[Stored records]
────────────────

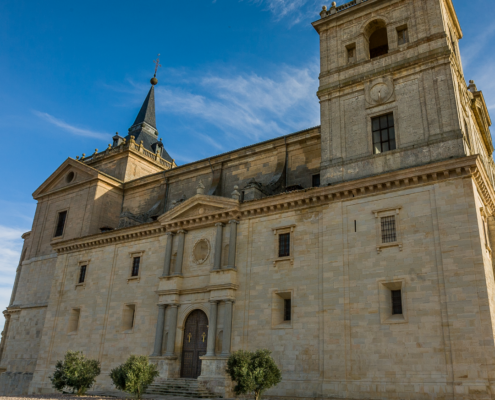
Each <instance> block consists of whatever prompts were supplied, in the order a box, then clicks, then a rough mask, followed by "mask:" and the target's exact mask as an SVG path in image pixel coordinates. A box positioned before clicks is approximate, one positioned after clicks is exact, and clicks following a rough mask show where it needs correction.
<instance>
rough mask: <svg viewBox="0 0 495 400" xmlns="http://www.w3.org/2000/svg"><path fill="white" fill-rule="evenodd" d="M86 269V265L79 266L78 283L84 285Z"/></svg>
mask: <svg viewBox="0 0 495 400" xmlns="http://www.w3.org/2000/svg"><path fill="white" fill-rule="evenodd" d="M86 268H87V265H81V269H80V271H79V283H84V280H85V279H86Z"/></svg>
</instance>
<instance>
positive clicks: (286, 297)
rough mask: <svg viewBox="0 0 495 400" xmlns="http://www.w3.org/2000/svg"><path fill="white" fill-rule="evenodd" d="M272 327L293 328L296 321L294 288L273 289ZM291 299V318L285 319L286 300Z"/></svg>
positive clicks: (275, 327) (283, 328)
mask: <svg viewBox="0 0 495 400" xmlns="http://www.w3.org/2000/svg"><path fill="white" fill-rule="evenodd" d="M271 297H272V307H271V309H272V329H292V328H293V326H292V322H293V321H294V289H283V290H282V289H281V290H279V289H275V290H273V291H272V295H271ZM286 299H290V300H291V313H290V314H291V319H290V321H285V320H284V300H286Z"/></svg>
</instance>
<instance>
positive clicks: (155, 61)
mask: <svg viewBox="0 0 495 400" xmlns="http://www.w3.org/2000/svg"><path fill="white" fill-rule="evenodd" d="M153 62H154V63H155V75H154V76H155V78H156V71H158V67H161V64H160V53H158V57H157V58H156V60H154V61H153Z"/></svg>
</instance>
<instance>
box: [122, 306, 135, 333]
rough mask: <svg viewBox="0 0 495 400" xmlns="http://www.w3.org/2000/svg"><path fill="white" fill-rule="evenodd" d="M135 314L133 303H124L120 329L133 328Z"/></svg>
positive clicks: (124, 330)
mask: <svg viewBox="0 0 495 400" xmlns="http://www.w3.org/2000/svg"><path fill="white" fill-rule="evenodd" d="M135 314H136V305H135V304H126V305H125V306H124V314H123V315H122V330H124V331H129V330H131V329H132V328H134V316H135Z"/></svg>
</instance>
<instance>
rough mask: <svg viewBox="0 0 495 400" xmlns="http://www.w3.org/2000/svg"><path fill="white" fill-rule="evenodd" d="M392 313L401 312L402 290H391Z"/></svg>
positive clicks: (394, 313)
mask: <svg viewBox="0 0 495 400" xmlns="http://www.w3.org/2000/svg"><path fill="white" fill-rule="evenodd" d="M391 292H392V315H397V314H402V291H401V290H392V291H391Z"/></svg>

────────────────

**Task statement**
Here the job is to repeat the entries verbatim while leaving all pictures out.

**Task solution**
Each <instance> block consists of whatever prompts were supplied, in the order a box, then clicks, then a rough mask, followed by "mask:" and the target's exact mask as an SVG path in image pixel coordinates. A box positioned before clicks is approximate, one positioned after clicks is exact, and clicks following a rough mask show where it needs correction.
<instance>
rough mask: <svg viewBox="0 0 495 400" xmlns="http://www.w3.org/2000/svg"><path fill="white" fill-rule="evenodd" d="M86 269V265L79 266L78 283L84 285Z"/></svg>
mask: <svg viewBox="0 0 495 400" xmlns="http://www.w3.org/2000/svg"><path fill="white" fill-rule="evenodd" d="M86 268H87V265H81V269H80V271H79V283H84V280H85V279H86Z"/></svg>
</instance>
<instance>
positive clicks: (286, 297)
rough mask: <svg viewBox="0 0 495 400" xmlns="http://www.w3.org/2000/svg"><path fill="white" fill-rule="evenodd" d="M272 327L293 328L296 321L294 288L273 289ZM291 299V318L285 319L286 300Z"/></svg>
positive clicks: (275, 327) (283, 328)
mask: <svg viewBox="0 0 495 400" xmlns="http://www.w3.org/2000/svg"><path fill="white" fill-rule="evenodd" d="M271 297H272V307H271V309H272V329H292V328H293V326H292V322H293V321H294V289H283V290H282V289H281V290H279V289H275V290H273V291H272V295H271ZM286 299H290V300H291V313H290V314H291V319H290V321H285V320H284V300H286Z"/></svg>
</instance>
<instance>
positive clicks: (155, 61)
mask: <svg viewBox="0 0 495 400" xmlns="http://www.w3.org/2000/svg"><path fill="white" fill-rule="evenodd" d="M153 62H154V63H155V75H154V76H155V78H156V71H158V67H161V64H160V53H158V57H157V58H156V60H154V61H153Z"/></svg>
</instance>
<instance>
box: [122, 306, 135, 333]
rough mask: <svg viewBox="0 0 495 400" xmlns="http://www.w3.org/2000/svg"><path fill="white" fill-rule="evenodd" d="M135 314L133 303H124L120 329L133 328Z"/></svg>
positive clicks: (124, 330)
mask: <svg viewBox="0 0 495 400" xmlns="http://www.w3.org/2000/svg"><path fill="white" fill-rule="evenodd" d="M135 314H136V305H135V304H126V305H125V306H124V314H123V315H122V330H124V331H129V330H131V329H132V328H134V316H135Z"/></svg>
</instance>
<instance>
rough mask: <svg viewBox="0 0 495 400" xmlns="http://www.w3.org/2000/svg"><path fill="white" fill-rule="evenodd" d="M392 313L401 312L402 290H391Z"/></svg>
positive clicks: (394, 313)
mask: <svg viewBox="0 0 495 400" xmlns="http://www.w3.org/2000/svg"><path fill="white" fill-rule="evenodd" d="M391 292H392V315H397V314H402V291H401V290H392V291H391Z"/></svg>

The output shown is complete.